Stored data entries:
================

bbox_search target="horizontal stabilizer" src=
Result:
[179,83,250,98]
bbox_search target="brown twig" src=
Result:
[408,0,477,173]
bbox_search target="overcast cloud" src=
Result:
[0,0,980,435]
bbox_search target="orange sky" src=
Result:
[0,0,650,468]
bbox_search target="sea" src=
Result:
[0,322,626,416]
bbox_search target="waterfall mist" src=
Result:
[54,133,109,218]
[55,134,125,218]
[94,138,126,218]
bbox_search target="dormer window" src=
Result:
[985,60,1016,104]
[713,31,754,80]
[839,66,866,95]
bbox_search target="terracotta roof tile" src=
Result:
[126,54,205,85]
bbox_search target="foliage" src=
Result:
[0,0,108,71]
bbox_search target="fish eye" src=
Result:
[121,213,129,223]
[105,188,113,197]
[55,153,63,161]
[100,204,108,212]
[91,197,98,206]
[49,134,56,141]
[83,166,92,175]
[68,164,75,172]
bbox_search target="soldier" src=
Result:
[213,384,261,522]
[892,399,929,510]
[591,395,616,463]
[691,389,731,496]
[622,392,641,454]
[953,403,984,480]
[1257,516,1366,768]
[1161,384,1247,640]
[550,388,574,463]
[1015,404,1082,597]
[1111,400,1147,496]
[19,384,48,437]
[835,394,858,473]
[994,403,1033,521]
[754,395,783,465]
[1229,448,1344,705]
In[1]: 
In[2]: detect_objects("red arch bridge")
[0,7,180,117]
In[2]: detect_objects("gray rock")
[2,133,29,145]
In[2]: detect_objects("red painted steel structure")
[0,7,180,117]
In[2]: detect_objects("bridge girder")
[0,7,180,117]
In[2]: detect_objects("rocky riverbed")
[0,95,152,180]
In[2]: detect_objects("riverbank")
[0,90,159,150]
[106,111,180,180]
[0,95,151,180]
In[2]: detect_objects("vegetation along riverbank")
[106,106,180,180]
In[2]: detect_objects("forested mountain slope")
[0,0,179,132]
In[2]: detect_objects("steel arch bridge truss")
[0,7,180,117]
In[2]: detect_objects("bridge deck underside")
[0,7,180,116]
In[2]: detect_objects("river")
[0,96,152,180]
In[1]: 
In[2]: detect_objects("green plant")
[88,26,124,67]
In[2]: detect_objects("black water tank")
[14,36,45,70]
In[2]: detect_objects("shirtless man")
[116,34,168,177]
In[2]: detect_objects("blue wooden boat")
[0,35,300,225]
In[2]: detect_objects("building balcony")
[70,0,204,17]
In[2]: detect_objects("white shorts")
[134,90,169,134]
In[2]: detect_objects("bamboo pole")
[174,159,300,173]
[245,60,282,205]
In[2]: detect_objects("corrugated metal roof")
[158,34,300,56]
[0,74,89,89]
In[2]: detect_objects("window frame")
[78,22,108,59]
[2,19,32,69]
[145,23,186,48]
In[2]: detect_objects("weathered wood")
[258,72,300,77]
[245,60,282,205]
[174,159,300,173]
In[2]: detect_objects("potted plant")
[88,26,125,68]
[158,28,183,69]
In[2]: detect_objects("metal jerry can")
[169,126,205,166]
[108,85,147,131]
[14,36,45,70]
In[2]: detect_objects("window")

================

REQUIREMENT: Output every item above line for line, with no changes to any character.

RESULT BELOW:
bbox_search target="horizontal stabilizer" src=
Result:
[179,83,250,98]
bbox_search target="brown twig" src=
Result:
[408,0,477,173]
bbox_search target="overcast cloud" src=
Result:
[0,0,980,435]
bbox_search target="orange sky" src=
Result:
[0,0,650,468]
bbox_search target="sea" src=
Result:
[0,322,626,416]
bbox_search target="waterfall mist" src=
Result:
[54,133,109,218]
[55,134,125,218]
[94,138,126,218]
bbox_search target="dormer window" src=
Result:
[985,60,1016,104]
[713,31,754,80]
[839,66,866,95]
bbox_search target="terracotta roof tile" src=
Result:
[126,54,205,85]
bbox_search target="foliage" src=
Result:
[0,0,108,71]
bbox_search target="fish eye" src=
Result:
[121,213,129,223]
[105,188,113,197]
[55,153,63,161]
[100,204,108,212]
[91,197,98,206]
[49,134,56,141]
[83,166,92,175]
[68,164,75,172]
bbox_search target="soldier" src=
Result:
[213,384,261,522]
[892,399,929,510]
[591,395,616,463]
[691,389,731,496]
[622,392,641,454]
[953,403,984,480]
[1257,516,1366,768]
[1161,384,1247,640]
[550,388,574,463]
[1015,404,1082,597]
[1111,400,1147,496]
[19,384,48,437]
[835,394,858,473]
[994,403,1033,521]
[754,395,783,465]
[1229,448,1344,705]
In[1]: 
In[2]: detect_objects("red arch bridge")
[0,7,180,117]
In[2]: detect_objects("gray rock")
[2,133,29,145]
In[2]: detect_objects("red painted steel structure")
[0,7,180,117]
In[2]: detect_objects("bridge girder")
[0,7,180,117]
In[2]: detect_objects("rocky riverbed")
[0,95,152,180]
In[2]: detect_objects("riverbank")
[0,90,159,150]
[106,111,180,180]
[0,95,151,180]
In[2]: detect_objects("vegetation along riverbank")
[106,106,180,180]
In[2]: detect_objects("forested mountain slope")
[0,0,179,132]
In[2]: detect_objects("steel arch bridge truss")
[0,7,180,117]
In[2]: detect_objects("bridge deck underside")
[0,7,180,116]
In[2]: detect_objects("river")
[0,96,152,180]
In[1]: 
In[2]: detect_objects("green plant")
[88,26,124,67]
In[2]: detect_objects("black water tank")
[14,36,45,70]
In[2]: detect_objects("shirtless man")
[116,34,168,177]
In[2]: detect_objects("blue wooden boat")
[0,35,300,225]
In[2]: detect_objects("building balcony")
[70,0,204,17]
In[2]: detect_objects("white shorts")
[134,90,169,134]
In[2]: detect_objects("bamboo pole")
[174,159,300,173]
[245,60,282,205]
In[2]: detect_objects("corrugated metal roof")
[158,34,300,56]
[0,74,89,89]
In[2]: detect_objects("window frame")
[78,22,108,59]
[2,19,32,69]
[145,23,186,48]
In[2]: detect_objects("weathered wood")
[258,72,300,77]
[245,60,282,205]
[174,159,300,173]
In[2]: detect_objects("potted plant")
[88,26,125,68]
[158,28,183,69]
In[2]: detect_objects("metal jerry can")
[169,126,205,166]
[108,85,147,131]
[14,36,45,70]
In[2]: detect_objects("window")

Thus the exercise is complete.